Win or lose, some politicians tend to treat Mindanao ballots as an ATM of last resort.
Winners hustle to pad their leads, journalist Carolyn O. Arguillas told a Philippine Press Institute seminar in Cagayan de Oro. Losers also scrounge there to paper over their defeats. Wasn’t that what Comelec Virgilio Garcillano’s “phone pal” asked about? And didn't that stoke the bitter brawl between Aquilino Pimentel III and Juan Miguel Zubiri over the 12th Senate slot?
Electoral integrity – or fraud – determines the quality of governance. It impacts on lives of people, specially those who “draw life’s short straws.” Take life expectancy for Maguindanao. At 55.6 years, it lags almost a generation behind La Union’s 70.9 years
Thus, national and international efforts to curb electoral scams formed the backdrop for PPI discussions.
Fire 200 election officials in 380 districts, for tampering with Afghanistan’s first-ever elections over in Afghanista, UN Secretary General Ban Ki-Moon demanded. President Hamid Karzai reluctantly admitted poll swindles. A November run-off is set.

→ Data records
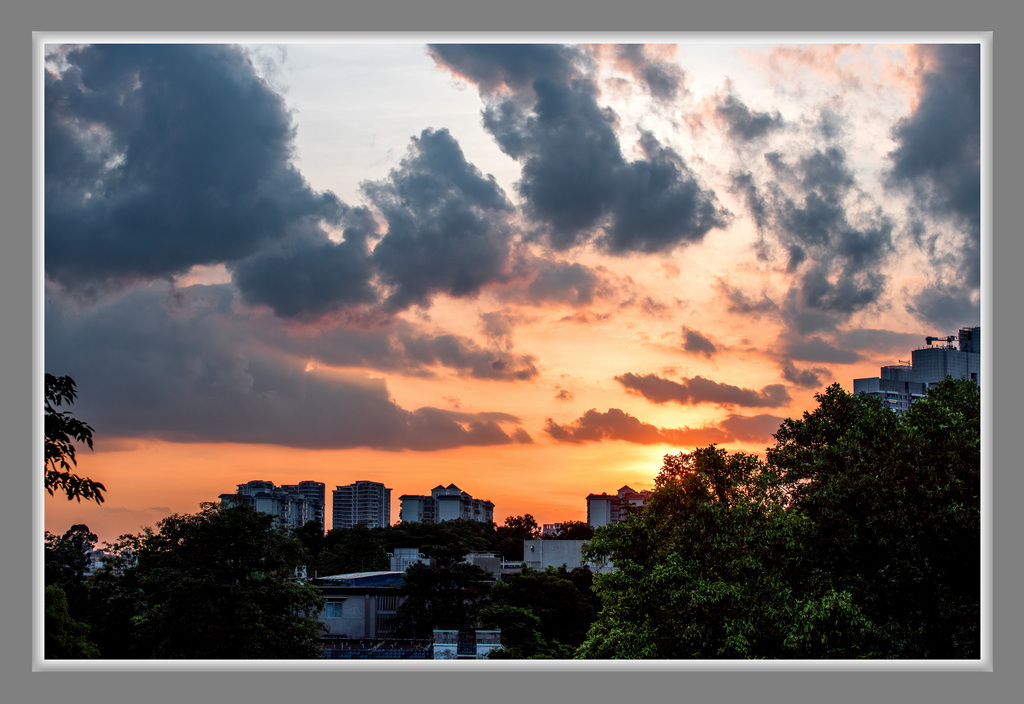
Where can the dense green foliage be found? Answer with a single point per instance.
(61, 431)
(542, 614)
(219, 583)
(858, 536)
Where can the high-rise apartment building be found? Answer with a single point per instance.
(291, 506)
(605, 509)
(444, 503)
(361, 502)
(900, 385)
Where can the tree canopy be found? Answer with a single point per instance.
(61, 431)
(857, 536)
(219, 583)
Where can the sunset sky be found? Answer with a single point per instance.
(528, 269)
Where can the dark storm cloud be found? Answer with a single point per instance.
(395, 345)
(576, 181)
(938, 161)
(939, 144)
(162, 157)
(175, 368)
(697, 344)
(945, 307)
(617, 425)
(308, 274)
(445, 224)
(806, 379)
(744, 124)
(700, 390)
(834, 249)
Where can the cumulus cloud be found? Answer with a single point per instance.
(577, 183)
(162, 157)
(814, 349)
(665, 80)
(742, 123)
(938, 161)
(699, 390)
(307, 274)
(615, 424)
(152, 366)
(812, 378)
(445, 226)
(833, 246)
(697, 344)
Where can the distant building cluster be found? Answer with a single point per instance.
(605, 509)
(444, 503)
(900, 385)
(292, 506)
(361, 502)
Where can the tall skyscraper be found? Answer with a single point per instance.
(444, 503)
(361, 502)
(900, 385)
(291, 506)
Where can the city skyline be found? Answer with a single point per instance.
(529, 270)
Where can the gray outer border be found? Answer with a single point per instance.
(18, 389)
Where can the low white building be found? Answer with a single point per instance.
(540, 555)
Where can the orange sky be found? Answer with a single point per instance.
(441, 248)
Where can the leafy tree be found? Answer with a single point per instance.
(573, 530)
(858, 536)
(509, 537)
(218, 583)
(446, 594)
(543, 614)
(65, 636)
(66, 561)
(893, 509)
(61, 431)
(696, 574)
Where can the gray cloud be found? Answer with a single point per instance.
(834, 248)
(162, 157)
(697, 344)
(744, 124)
(576, 181)
(700, 390)
(939, 144)
(663, 79)
(308, 274)
(614, 424)
(566, 282)
(148, 365)
(817, 350)
(805, 379)
(446, 229)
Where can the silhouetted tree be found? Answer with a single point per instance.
(61, 431)
(509, 536)
(219, 583)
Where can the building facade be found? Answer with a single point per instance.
(444, 503)
(291, 506)
(900, 385)
(363, 502)
(605, 509)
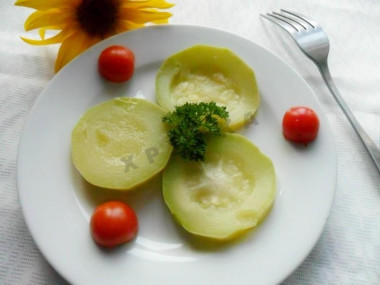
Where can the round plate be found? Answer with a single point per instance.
(57, 203)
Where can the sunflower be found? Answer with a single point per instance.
(82, 23)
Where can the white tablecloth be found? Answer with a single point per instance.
(348, 251)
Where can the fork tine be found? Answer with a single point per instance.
(290, 20)
(311, 22)
(286, 25)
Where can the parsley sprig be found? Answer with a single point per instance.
(190, 123)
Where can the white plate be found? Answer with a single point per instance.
(57, 203)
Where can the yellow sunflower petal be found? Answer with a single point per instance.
(58, 38)
(160, 4)
(143, 16)
(51, 17)
(72, 47)
(127, 25)
(45, 4)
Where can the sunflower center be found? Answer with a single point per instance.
(98, 17)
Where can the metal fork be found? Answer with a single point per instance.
(314, 43)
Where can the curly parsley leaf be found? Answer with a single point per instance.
(190, 123)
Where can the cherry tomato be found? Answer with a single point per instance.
(300, 124)
(113, 223)
(116, 63)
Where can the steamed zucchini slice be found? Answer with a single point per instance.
(225, 195)
(121, 143)
(205, 73)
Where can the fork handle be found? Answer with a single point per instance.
(371, 147)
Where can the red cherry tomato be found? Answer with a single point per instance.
(113, 223)
(116, 63)
(300, 124)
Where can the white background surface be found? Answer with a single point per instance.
(348, 251)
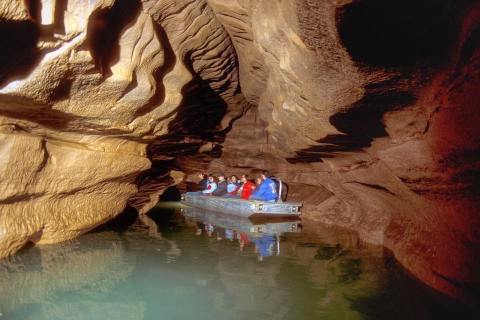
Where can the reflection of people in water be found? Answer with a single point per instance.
(229, 234)
(153, 231)
(264, 245)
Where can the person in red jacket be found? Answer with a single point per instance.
(247, 187)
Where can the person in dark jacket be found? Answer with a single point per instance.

→ Tasks for this exercise
- A) Reproduce word for word the passage of the text on electoral fraud between "Fire 200 election" and "run-off is set.", inclusive.
- B) Answer these questions from the text on electoral fraud:
(i) At what event did Carolyn O. Arguillas speak, and in which city?
(ii) What life expectancy does the text give for Maguindanao?
(iii) What is set for November?
- C) Please continue the text on electoral fraud from where it stops.
These data records are distinct material, apart from the text on electoral fraud.

→ Answer list
- A)
Fire 200 election officials in 380 districts, for tampering with Afghanistan’s first-ever elections over in Afghanista, UN Secretary General Ban Ki-Moon demanded. President Hamid Karzai reluctantly admitted poll swindles. A November run-off is set.

- B)
(i) A Philippine Press Institute seminar in Cagayan de Oro.
(ii) 55.6 years.
(iii) A run-off.

- C)
“A new broom sweeps clean.” Comelec chairman Jose Melo lodged charges against 13 officials for fiddling with the 2007 elections. Newsbreak’s Aries Rufo reports that most operated in the Autonomous Region in Muslim Mindanao (ARMM).
Maguindanao provincial election supervisor Lintang Bedol simply skipped town. No one has been ever been jailed, Ms Arguillas pointed out. That resonated even when we strolled through one of Cagayan’s poorer but clean-swept barangays.
‘My mother is in prison”, volunteered a street kid, when I stopped to tighten a shoe lace. Why? “Shabu”, says Clara who is 7. A neighbor tipped off the cops, adds her playmate, Paula, 6. All drugs were burnt before the police came.
The mother now languishes in a Davao prison. “We have no money to visit,” Clara says. But my lolo was released.” He’d also been in the clink for drugs. “He often beats us though”.
Both proudly point to their school. Paula likes to color “But I have no crayolas”. Clara’s schoolbag has a book and a pencil stub, nothing else.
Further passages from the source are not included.